[Named object pointing records]

☆ ☆ ☆ ☆ ☆ ☆ ☆

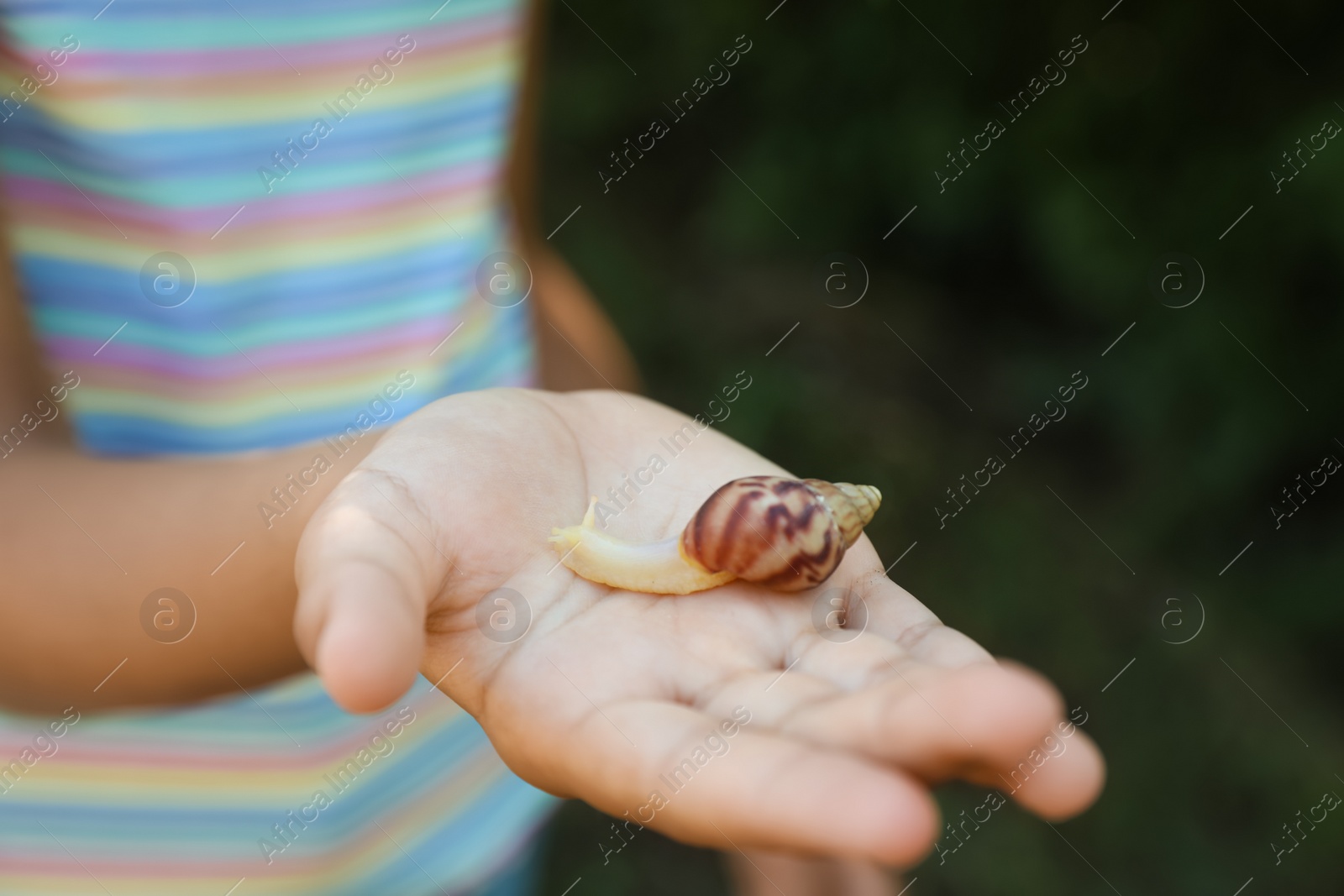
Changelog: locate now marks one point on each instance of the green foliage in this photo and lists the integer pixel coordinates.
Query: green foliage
(1005, 284)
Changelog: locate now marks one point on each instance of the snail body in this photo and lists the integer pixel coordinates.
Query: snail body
(784, 533)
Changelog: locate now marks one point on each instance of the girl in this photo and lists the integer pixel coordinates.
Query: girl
(248, 237)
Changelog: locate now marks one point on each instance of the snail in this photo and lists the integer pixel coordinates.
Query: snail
(783, 533)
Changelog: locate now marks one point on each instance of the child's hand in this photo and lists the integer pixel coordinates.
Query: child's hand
(609, 692)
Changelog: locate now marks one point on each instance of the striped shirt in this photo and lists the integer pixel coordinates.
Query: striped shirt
(245, 224)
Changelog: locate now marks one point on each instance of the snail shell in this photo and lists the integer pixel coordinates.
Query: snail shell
(784, 533)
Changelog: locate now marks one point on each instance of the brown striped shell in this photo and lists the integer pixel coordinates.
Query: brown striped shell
(784, 533)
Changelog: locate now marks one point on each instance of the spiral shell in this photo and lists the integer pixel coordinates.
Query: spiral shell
(784, 533)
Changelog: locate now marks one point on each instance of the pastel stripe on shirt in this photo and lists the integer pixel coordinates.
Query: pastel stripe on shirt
(316, 282)
(190, 802)
(333, 221)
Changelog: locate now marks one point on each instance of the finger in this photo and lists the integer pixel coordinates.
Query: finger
(676, 770)
(933, 721)
(366, 573)
(1057, 782)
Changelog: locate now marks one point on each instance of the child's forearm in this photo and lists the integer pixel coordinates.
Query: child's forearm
(85, 543)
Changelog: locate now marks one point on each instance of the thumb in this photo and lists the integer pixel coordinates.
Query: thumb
(366, 570)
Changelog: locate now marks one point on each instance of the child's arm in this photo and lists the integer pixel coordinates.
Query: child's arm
(622, 699)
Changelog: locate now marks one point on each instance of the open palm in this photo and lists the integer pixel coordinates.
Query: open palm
(730, 718)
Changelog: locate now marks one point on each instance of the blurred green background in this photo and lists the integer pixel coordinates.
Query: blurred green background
(1007, 284)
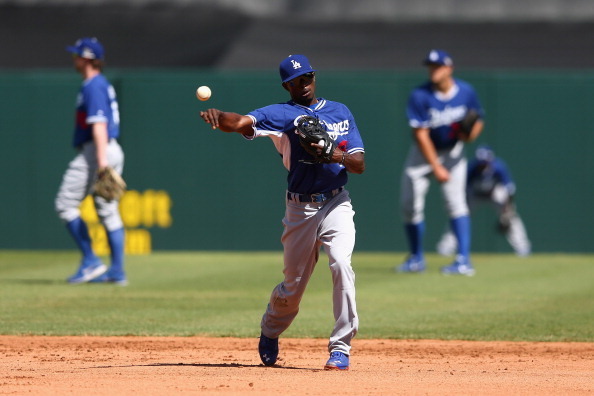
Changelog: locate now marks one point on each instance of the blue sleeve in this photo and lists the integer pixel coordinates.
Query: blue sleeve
(474, 103)
(269, 118)
(416, 110)
(504, 175)
(97, 102)
(354, 140)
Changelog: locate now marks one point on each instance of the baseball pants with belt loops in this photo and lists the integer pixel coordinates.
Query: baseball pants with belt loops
(307, 227)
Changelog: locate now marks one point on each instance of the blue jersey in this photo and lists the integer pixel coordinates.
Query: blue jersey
(431, 109)
(96, 102)
(279, 121)
(483, 176)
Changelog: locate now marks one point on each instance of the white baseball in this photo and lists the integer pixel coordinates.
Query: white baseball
(203, 93)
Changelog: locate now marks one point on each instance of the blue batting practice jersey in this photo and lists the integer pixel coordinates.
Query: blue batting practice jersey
(279, 122)
(483, 176)
(428, 108)
(96, 102)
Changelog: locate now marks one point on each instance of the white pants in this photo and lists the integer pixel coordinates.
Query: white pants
(415, 184)
(308, 226)
(78, 182)
(515, 235)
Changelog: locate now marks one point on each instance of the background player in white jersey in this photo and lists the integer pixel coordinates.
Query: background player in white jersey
(95, 139)
(318, 207)
(434, 111)
(489, 182)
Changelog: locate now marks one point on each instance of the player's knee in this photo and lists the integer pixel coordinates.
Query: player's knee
(66, 212)
(457, 209)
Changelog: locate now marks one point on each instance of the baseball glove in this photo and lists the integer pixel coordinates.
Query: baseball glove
(109, 184)
(464, 126)
(310, 131)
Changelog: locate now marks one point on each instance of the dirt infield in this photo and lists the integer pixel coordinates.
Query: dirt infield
(231, 366)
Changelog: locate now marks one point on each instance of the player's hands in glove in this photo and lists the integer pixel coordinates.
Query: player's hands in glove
(109, 184)
(315, 139)
(463, 128)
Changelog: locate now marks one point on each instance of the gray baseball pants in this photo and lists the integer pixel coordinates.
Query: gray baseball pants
(78, 181)
(307, 227)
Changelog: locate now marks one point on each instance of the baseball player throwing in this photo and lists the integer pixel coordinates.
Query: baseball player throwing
(436, 111)
(318, 207)
(95, 133)
(489, 182)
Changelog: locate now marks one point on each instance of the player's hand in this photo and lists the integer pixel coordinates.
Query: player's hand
(211, 116)
(441, 174)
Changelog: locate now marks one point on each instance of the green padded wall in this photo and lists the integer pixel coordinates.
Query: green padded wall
(194, 188)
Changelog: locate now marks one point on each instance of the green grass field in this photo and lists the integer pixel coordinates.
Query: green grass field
(539, 298)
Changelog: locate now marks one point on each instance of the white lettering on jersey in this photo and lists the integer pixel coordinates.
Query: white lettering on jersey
(447, 116)
(334, 129)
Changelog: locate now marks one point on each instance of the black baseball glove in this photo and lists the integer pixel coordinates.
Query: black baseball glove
(464, 126)
(310, 131)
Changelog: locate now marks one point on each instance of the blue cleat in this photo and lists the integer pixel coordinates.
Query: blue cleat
(268, 348)
(412, 264)
(111, 277)
(461, 266)
(88, 270)
(337, 361)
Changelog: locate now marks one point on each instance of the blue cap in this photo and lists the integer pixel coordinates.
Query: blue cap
(294, 66)
(438, 57)
(87, 47)
(484, 153)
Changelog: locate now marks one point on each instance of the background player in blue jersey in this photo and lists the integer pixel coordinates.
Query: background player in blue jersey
(489, 182)
(433, 111)
(318, 207)
(95, 139)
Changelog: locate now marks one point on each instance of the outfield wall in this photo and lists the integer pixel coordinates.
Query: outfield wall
(194, 188)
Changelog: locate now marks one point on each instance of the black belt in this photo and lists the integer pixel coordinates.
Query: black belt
(317, 197)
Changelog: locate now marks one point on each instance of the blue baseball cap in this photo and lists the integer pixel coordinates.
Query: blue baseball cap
(294, 66)
(87, 47)
(484, 153)
(438, 57)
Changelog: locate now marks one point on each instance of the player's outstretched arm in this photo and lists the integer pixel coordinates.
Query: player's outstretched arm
(228, 121)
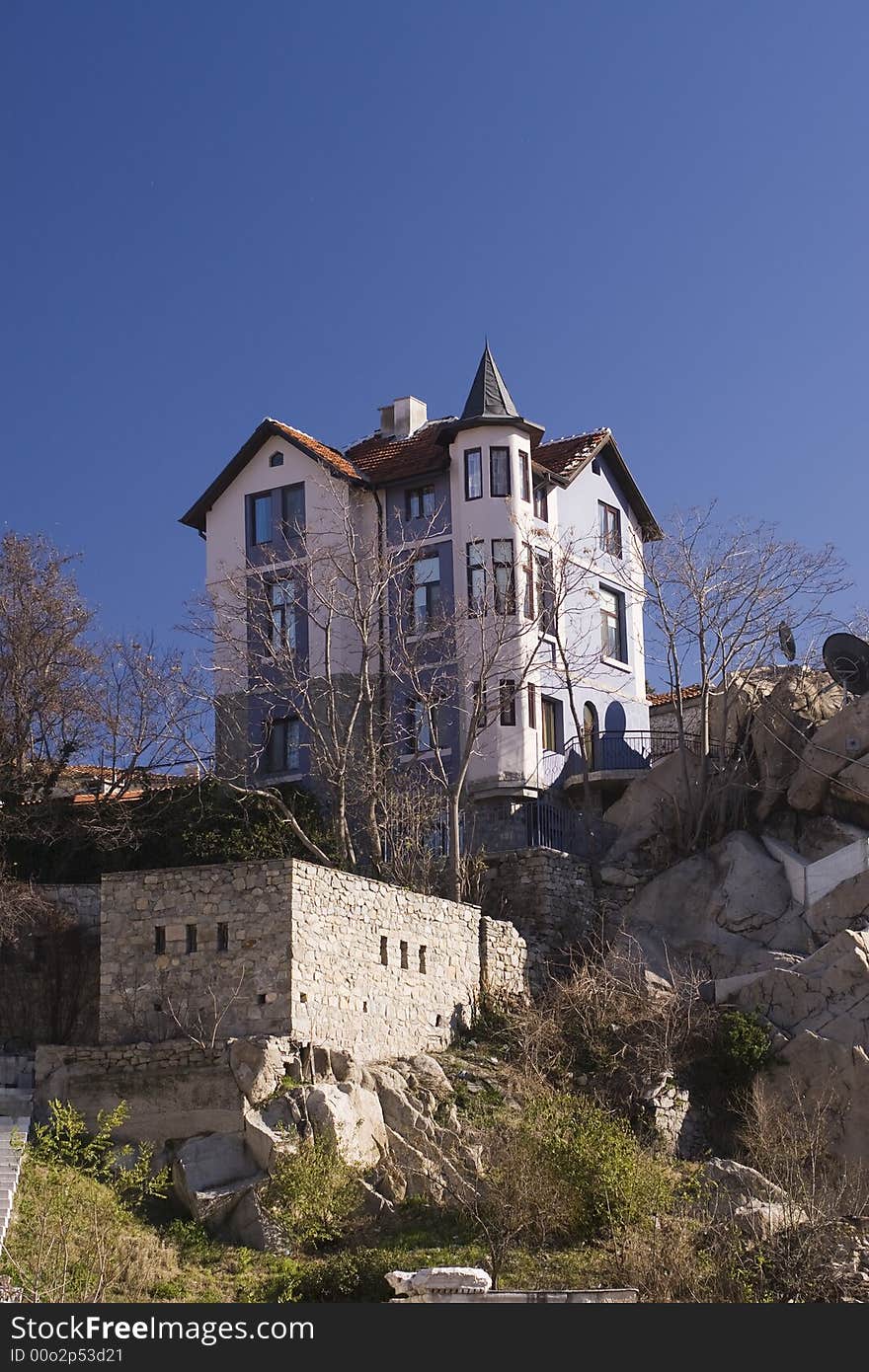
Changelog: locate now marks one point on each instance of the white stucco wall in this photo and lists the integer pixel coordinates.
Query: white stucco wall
(506, 751)
(503, 752)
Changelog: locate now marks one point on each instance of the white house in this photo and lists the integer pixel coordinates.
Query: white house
(482, 498)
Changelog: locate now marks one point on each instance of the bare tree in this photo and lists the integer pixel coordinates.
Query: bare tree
(718, 591)
(202, 1024)
(147, 703)
(45, 665)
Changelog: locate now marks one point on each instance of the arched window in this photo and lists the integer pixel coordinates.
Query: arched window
(590, 730)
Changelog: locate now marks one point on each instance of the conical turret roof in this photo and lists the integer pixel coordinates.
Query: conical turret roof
(489, 397)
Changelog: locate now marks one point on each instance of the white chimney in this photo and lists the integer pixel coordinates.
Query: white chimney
(403, 418)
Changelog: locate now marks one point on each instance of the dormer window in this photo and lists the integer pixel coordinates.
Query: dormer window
(609, 528)
(419, 502)
(499, 471)
(524, 472)
(261, 517)
(472, 474)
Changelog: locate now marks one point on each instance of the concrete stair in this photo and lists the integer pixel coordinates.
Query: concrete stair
(13, 1132)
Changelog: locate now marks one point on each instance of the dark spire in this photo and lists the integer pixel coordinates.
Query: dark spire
(489, 397)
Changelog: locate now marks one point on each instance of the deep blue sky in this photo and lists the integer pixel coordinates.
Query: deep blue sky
(218, 211)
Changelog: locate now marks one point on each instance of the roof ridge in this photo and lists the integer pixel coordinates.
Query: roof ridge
(569, 438)
(313, 438)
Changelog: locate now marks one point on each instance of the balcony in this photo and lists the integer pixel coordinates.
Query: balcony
(615, 755)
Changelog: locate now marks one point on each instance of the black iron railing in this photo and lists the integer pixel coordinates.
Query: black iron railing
(616, 751)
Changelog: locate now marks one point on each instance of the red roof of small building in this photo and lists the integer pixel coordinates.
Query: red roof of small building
(669, 696)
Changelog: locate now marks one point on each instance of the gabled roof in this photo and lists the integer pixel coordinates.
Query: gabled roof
(378, 460)
(489, 397)
(394, 458)
(330, 457)
(567, 457)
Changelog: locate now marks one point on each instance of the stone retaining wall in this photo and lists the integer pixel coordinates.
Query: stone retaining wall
(546, 896)
(284, 947)
(379, 970)
(172, 1090)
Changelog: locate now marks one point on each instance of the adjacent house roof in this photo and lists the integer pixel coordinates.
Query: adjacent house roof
(668, 697)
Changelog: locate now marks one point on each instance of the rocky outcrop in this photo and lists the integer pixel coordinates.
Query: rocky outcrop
(820, 1009)
(722, 913)
(653, 805)
(833, 746)
(844, 907)
(776, 713)
(211, 1174)
(742, 1195)
(261, 1063)
(393, 1121)
(826, 994)
(352, 1118)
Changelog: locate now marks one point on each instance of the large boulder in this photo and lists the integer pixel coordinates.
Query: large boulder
(211, 1174)
(439, 1280)
(352, 1118)
(841, 739)
(844, 907)
(272, 1131)
(826, 994)
(165, 1101)
(654, 804)
(778, 711)
(826, 1080)
(724, 913)
(850, 789)
(729, 1184)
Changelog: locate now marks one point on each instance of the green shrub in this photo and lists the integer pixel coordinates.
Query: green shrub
(602, 1175)
(313, 1195)
(67, 1142)
(742, 1047)
(71, 1239)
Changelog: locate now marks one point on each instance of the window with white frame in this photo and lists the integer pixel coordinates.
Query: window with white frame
(419, 502)
(472, 474)
(503, 575)
(507, 699)
(499, 471)
(426, 593)
(545, 591)
(477, 576)
(541, 498)
(524, 474)
(421, 726)
(609, 528)
(527, 580)
(612, 625)
(260, 519)
(283, 746)
(283, 612)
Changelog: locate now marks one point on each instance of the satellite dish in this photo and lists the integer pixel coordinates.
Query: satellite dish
(846, 658)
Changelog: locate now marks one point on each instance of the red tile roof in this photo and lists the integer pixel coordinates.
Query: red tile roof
(669, 696)
(566, 456)
(391, 458)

☆ ☆ ☆ ☆ ☆ ☆ ☆

WHAT TO DO.
Please copy the records word for word, starting at the beginning of the records and going on through the line that contains "(1005, 284)". Leave out the pictures.

ANSWER TO THE PROBLEM.
Changelog: locate now marks one point on each instance of the green foliage in this photo and lists the integer pixel coordinates.
Query: green foliage
(1005, 284)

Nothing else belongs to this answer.